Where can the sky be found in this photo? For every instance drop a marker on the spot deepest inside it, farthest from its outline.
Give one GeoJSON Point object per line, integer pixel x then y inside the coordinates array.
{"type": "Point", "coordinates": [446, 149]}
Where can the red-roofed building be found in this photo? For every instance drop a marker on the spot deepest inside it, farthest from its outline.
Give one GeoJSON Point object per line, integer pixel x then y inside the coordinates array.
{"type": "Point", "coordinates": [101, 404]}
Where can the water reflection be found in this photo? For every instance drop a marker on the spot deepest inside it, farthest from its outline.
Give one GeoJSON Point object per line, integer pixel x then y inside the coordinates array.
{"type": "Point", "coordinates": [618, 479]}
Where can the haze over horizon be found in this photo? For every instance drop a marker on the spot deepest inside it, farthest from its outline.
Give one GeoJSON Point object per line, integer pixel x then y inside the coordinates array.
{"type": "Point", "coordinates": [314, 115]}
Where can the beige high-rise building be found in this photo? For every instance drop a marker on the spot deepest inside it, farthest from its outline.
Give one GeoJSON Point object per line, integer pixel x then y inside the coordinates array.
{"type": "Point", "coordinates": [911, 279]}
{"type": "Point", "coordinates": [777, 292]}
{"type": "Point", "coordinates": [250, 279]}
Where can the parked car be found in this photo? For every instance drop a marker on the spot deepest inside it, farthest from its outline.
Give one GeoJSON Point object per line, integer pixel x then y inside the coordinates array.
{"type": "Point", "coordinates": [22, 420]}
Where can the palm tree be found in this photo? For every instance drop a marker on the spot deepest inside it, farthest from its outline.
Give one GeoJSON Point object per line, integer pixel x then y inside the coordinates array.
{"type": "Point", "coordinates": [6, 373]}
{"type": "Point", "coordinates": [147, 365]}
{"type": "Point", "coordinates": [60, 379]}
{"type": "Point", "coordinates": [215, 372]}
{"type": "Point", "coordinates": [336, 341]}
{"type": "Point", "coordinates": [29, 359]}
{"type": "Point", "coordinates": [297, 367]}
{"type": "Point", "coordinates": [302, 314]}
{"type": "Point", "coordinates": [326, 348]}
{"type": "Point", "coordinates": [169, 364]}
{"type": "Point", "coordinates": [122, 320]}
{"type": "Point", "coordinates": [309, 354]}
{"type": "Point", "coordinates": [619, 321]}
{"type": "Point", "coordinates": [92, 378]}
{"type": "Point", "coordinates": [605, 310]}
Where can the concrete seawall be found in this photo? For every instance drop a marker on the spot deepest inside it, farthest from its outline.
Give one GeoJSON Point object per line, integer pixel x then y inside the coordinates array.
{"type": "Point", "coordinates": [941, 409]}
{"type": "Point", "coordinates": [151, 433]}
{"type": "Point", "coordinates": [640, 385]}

----------------

> **WHAT TO DO**
Copy exactly, and only, the lines from the one containing "Where can the parked" through the last line of the listing.

> **REPLY TO THE EXERCISE**
Where can the parked car be found in this photo? For every instance drop a marker on the spot deepest inside it, farthest from its outline.
Give one GeoJSON Point object per line, integer pixel x then y inside the coordinates array.
{"type": "Point", "coordinates": [22, 420]}
Where can the palm tree be found in this photo? For every instance drop a marker on the spot deepest inside it, farthest from its outline.
Give one GeoJSON Point object per line, integer pixel x then y inside the coordinates array.
{"type": "Point", "coordinates": [6, 373]}
{"type": "Point", "coordinates": [147, 365]}
{"type": "Point", "coordinates": [60, 379]}
{"type": "Point", "coordinates": [215, 372]}
{"type": "Point", "coordinates": [336, 341]}
{"type": "Point", "coordinates": [29, 359]}
{"type": "Point", "coordinates": [297, 367]}
{"type": "Point", "coordinates": [302, 314]}
{"type": "Point", "coordinates": [326, 348]}
{"type": "Point", "coordinates": [169, 364]}
{"type": "Point", "coordinates": [122, 320]}
{"type": "Point", "coordinates": [309, 354]}
{"type": "Point", "coordinates": [619, 321]}
{"type": "Point", "coordinates": [92, 378]}
{"type": "Point", "coordinates": [605, 310]}
Where can the concrete seawall be found in this photo? For every instance drop a marker on the spot deepest inside it, farthest from its outline.
Give one GeoJSON Point object per line, integer pixel x then y inside the coordinates array.
{"type": "Point", "coordinates": [941, 409]}
{"type": "Point", "coordinates": [151, 433]}
{"type": "Point", "coordinates": [640, 385]}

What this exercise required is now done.